- Assigned task -
In the entries that follow, how many lines include "pink"? Give the number and nothing else.

- Supplied data -
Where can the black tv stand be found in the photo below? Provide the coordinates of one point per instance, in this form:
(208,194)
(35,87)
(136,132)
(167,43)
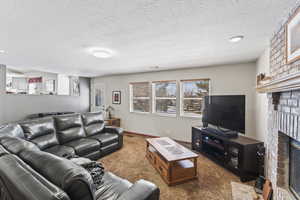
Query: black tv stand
(238,154)
(228,134)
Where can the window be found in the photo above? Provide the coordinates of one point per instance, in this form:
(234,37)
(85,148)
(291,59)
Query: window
(164,97)
(192,97)
(140,97)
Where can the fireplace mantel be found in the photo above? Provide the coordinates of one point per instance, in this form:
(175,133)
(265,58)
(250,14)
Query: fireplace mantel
(286,83)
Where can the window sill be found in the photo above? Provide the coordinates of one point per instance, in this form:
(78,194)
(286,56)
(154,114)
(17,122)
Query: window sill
(142,113)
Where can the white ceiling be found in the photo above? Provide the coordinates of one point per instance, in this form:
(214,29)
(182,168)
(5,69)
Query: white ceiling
(53,35)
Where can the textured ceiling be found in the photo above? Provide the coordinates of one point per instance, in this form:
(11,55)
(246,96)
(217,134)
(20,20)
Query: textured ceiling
(53,35)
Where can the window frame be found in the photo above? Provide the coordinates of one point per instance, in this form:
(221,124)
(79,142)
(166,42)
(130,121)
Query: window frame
(182,113)
(131,98)
(154,98)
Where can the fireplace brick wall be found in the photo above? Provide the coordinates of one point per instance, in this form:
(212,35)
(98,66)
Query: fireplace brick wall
(283,114)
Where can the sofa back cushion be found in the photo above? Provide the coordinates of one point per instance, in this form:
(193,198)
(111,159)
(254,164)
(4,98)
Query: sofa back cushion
(41,132)
(93,123)
(3,151)
(13,130)
(69,127)
(16,145)
(73,179)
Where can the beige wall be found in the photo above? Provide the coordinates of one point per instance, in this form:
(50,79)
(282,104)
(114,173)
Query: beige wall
(227,79)
(261,101)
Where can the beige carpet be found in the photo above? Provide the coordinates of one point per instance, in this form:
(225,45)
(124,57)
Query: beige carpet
(213,181)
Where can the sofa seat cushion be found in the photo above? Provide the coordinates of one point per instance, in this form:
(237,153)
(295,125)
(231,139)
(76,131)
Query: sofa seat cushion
(84,146)
(13,130)
(112,187)
(22,182)
(62,151)
(106,138)
(73,179)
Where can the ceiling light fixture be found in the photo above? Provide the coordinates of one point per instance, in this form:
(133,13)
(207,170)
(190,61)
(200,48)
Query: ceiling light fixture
(154,67)
(101,52)
(236,38)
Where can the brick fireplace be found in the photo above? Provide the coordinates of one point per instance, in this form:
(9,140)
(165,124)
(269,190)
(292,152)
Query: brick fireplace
(283,127)
(283,115)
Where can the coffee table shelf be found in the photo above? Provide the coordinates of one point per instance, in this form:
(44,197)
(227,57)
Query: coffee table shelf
(175,163)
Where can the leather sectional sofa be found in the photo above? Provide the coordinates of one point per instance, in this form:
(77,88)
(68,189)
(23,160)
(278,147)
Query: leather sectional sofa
(33,164)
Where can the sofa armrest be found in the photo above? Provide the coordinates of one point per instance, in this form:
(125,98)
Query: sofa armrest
(113,129)
(141,190)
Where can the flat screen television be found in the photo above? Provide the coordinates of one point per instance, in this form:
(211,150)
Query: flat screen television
(226,111)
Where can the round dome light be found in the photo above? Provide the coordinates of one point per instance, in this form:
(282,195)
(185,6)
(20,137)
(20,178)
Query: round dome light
(101,52)
(236,38)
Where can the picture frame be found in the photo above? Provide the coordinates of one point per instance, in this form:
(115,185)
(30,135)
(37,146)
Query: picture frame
(116,97)
(293,38)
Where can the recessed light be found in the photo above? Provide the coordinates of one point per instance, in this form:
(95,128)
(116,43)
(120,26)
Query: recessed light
(236,38)
(101,52)
(154,67)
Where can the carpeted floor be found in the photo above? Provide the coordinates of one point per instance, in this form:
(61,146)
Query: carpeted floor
(213,181)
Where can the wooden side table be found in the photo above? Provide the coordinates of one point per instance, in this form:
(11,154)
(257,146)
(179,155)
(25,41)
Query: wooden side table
(113,122)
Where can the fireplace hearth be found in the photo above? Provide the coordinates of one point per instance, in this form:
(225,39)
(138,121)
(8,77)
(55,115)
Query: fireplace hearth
(294,168)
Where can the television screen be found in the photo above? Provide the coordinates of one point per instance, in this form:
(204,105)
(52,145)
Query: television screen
(226,112)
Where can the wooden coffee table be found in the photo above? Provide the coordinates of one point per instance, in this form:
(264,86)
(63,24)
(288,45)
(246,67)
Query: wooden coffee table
(174,162)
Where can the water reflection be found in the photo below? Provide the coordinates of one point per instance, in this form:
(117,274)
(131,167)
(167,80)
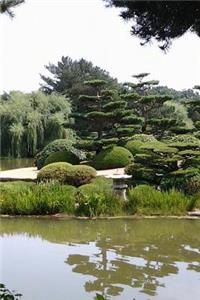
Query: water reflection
(139,254)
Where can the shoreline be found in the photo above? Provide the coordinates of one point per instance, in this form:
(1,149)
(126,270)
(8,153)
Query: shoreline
(133,217)
(30,174)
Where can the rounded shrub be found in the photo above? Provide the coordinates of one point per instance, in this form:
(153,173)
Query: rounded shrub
(110,158)
(55,171)
(74,155)
(134,147)
(138,141)
(79,175)
(61,156)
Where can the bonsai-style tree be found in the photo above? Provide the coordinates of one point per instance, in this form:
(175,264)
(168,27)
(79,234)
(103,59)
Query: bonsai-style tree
(103,119)
(170,163)
(150,108)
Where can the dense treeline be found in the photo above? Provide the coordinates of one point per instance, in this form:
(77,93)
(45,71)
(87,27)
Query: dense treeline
(83,99)
(30,121)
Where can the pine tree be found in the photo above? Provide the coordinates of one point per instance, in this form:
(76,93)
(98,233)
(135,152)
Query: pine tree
(150,108)
(103,119)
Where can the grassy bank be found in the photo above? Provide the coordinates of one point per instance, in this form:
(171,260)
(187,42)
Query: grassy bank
(91,200)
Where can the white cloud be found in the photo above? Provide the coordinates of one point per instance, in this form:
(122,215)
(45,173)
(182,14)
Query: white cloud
(44,30)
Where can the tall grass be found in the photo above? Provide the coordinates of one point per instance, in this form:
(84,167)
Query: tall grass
(146,200)
(20,198)
(91,200)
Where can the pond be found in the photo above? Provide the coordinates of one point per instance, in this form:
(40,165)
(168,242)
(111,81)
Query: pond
(15,163)
(121,259)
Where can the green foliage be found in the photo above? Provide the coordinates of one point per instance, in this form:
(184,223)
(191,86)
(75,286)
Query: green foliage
(54,171)
(193,185)
(137,141)
(144,199)
(79,175)
(69,77)
(113,157)
(92,202)
(64,156)
(29,121)
(6,6)
(59,145)
(185,16)
(36,199)
(6,294)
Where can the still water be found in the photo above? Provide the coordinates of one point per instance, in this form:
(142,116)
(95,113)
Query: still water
(15,163)
(121,259)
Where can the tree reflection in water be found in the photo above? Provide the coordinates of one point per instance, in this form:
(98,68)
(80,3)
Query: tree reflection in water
(137,253)
(142,264)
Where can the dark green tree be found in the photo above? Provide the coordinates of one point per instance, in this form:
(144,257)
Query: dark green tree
(150,108)
(160,20)
(193,105)
(6,6)
(103,119)
(68,76)
(169,164)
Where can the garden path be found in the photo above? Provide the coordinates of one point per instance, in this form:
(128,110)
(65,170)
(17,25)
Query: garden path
(29,174)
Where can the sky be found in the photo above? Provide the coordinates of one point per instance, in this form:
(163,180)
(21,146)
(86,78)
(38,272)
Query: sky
(45,30)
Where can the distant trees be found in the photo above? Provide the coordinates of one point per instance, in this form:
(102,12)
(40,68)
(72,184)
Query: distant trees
(29,121)
(160,20)
(158,114)
(68,76)
(6,6)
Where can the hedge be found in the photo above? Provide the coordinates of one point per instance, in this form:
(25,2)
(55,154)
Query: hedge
(112,157)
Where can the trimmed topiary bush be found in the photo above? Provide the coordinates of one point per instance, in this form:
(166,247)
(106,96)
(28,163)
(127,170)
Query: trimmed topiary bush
(55,171)
(74,155)
(61,156)
(110,158)
(78,175)
(138,141)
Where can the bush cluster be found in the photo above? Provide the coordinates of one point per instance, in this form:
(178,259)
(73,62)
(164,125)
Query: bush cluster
(66,173)
(54,171)
(112,157)
(54,151)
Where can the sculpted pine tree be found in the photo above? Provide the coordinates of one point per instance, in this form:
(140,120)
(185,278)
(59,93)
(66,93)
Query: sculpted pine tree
(68,76)
(103,119)
(150,108)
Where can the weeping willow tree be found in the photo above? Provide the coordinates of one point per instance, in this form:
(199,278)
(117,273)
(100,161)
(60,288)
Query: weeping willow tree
(30,121)
(16,131)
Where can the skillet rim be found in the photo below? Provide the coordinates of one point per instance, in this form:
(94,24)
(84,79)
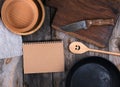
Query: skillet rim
(108,65)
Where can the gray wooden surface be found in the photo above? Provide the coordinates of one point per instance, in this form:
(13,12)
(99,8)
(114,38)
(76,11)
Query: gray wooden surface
(47,33)
(11,70)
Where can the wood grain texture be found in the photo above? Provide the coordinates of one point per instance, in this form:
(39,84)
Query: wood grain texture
(76,10)
(11,72)
(114,44)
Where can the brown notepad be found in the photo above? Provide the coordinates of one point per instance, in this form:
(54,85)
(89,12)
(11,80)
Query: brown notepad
(43,57)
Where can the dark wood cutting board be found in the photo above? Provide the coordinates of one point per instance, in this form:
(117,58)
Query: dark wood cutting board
(70,11)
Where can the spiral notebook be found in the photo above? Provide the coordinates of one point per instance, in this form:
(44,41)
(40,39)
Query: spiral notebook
(43,57)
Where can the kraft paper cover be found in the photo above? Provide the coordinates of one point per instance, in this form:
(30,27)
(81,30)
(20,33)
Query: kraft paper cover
(43,57)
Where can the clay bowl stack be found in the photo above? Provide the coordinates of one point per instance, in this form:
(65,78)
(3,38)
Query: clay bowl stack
(23,17)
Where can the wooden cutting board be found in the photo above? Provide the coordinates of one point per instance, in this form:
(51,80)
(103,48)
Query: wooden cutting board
(70,11)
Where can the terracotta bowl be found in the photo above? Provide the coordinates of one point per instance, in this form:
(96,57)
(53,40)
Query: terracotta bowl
(19,15)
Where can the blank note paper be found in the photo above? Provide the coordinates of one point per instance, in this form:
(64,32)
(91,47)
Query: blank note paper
(43,57)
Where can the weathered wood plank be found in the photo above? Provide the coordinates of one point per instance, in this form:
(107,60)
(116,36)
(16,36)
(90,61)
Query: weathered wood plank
(114,44)
(11,72)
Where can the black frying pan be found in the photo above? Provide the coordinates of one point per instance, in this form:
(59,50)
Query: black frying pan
(93,72)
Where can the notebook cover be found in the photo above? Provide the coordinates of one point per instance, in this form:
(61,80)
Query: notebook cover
(43,57)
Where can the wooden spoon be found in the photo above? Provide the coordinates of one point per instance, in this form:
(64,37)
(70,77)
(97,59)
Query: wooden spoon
(79,48)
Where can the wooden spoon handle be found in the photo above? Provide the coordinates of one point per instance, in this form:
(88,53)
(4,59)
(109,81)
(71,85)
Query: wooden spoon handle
(105,52)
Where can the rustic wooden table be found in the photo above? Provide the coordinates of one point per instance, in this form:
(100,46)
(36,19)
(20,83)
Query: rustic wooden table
(11,71)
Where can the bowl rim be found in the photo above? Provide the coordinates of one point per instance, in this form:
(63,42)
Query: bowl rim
(12,28)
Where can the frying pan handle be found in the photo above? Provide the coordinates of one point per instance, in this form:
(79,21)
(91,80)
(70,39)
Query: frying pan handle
(100,22)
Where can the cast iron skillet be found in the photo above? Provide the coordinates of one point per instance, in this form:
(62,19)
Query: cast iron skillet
(93,72)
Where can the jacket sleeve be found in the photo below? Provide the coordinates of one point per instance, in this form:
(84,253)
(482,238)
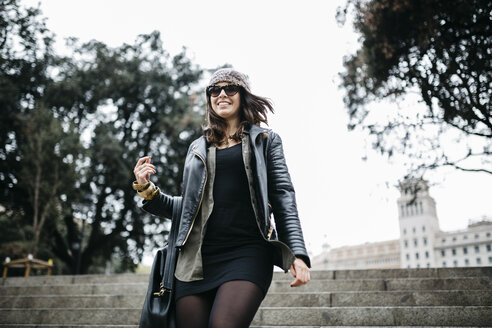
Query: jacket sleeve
(160,206)
(282,196)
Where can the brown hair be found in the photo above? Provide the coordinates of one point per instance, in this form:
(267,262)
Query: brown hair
(252,111)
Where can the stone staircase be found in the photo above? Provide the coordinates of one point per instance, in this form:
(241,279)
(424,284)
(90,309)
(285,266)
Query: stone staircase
(391,297)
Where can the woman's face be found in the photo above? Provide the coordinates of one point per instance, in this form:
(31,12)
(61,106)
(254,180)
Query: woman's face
(226,106)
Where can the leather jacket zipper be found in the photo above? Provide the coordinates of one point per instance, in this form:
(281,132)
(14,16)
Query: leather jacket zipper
(201,199)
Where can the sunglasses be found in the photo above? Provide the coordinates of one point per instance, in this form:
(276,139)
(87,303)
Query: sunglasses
(230,90)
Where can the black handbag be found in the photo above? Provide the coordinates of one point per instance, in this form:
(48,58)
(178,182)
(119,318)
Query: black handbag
(159,305)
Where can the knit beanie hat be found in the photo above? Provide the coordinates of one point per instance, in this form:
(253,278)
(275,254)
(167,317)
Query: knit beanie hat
(231,76)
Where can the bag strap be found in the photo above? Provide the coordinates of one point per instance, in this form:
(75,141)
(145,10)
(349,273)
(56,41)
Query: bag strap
(171,257)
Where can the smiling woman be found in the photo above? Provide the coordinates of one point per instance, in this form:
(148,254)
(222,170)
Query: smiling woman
(235,176)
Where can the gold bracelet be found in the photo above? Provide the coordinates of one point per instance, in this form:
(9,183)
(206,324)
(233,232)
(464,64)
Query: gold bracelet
(140,187)
(147,191)
(149,195)
(156,192)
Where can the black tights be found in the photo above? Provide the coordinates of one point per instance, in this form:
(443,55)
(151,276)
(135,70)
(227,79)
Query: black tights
(233,304)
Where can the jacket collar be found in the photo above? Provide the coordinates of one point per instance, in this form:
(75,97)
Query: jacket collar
(200,147)
(255,130)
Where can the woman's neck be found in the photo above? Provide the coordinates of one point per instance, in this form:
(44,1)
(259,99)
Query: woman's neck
(232,127)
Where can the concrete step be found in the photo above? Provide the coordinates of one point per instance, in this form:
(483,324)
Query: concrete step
(278,316)
(475,283)
(315,275)
(375,316)
(136,326)
(338,299)
(81,279)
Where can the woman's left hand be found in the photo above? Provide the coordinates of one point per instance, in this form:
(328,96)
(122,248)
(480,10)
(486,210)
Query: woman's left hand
(300,271)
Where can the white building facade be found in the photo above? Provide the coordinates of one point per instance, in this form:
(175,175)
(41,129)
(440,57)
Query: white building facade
(422,244)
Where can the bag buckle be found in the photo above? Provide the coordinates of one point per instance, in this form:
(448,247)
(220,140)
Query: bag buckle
(162,291)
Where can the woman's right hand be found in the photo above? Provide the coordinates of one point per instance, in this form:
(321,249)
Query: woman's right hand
(143,170)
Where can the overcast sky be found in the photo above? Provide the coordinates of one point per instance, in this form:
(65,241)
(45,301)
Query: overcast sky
(292,52)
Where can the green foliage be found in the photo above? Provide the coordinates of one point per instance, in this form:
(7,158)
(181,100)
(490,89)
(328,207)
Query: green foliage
(71,139)
(437,49)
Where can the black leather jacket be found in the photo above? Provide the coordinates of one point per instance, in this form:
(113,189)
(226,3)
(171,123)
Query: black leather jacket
(272,185)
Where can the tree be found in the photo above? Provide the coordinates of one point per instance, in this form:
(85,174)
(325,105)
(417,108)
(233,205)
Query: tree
(71,132)
(437,52)
(47,169)
(135,100)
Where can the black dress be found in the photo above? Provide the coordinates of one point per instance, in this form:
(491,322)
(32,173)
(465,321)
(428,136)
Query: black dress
(233,248)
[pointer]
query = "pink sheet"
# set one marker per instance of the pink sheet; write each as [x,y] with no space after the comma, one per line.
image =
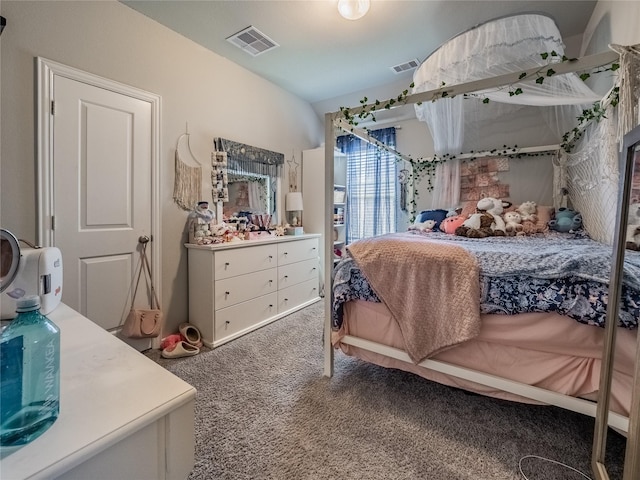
[546,350]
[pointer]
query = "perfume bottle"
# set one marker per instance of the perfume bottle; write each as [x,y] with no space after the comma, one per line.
[29,374]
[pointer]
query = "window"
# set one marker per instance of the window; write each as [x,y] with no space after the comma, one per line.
[371,185]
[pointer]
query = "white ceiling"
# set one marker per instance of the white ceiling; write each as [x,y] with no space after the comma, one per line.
[322,56]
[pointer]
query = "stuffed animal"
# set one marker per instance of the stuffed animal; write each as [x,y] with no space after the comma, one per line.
[426,226]
[566,221]
[527,211]
[513,223]
[478,225]
[436,215]
[449,224]
[495,208]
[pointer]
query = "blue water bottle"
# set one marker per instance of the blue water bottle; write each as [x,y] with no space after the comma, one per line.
[29,374]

- Response to this task -
2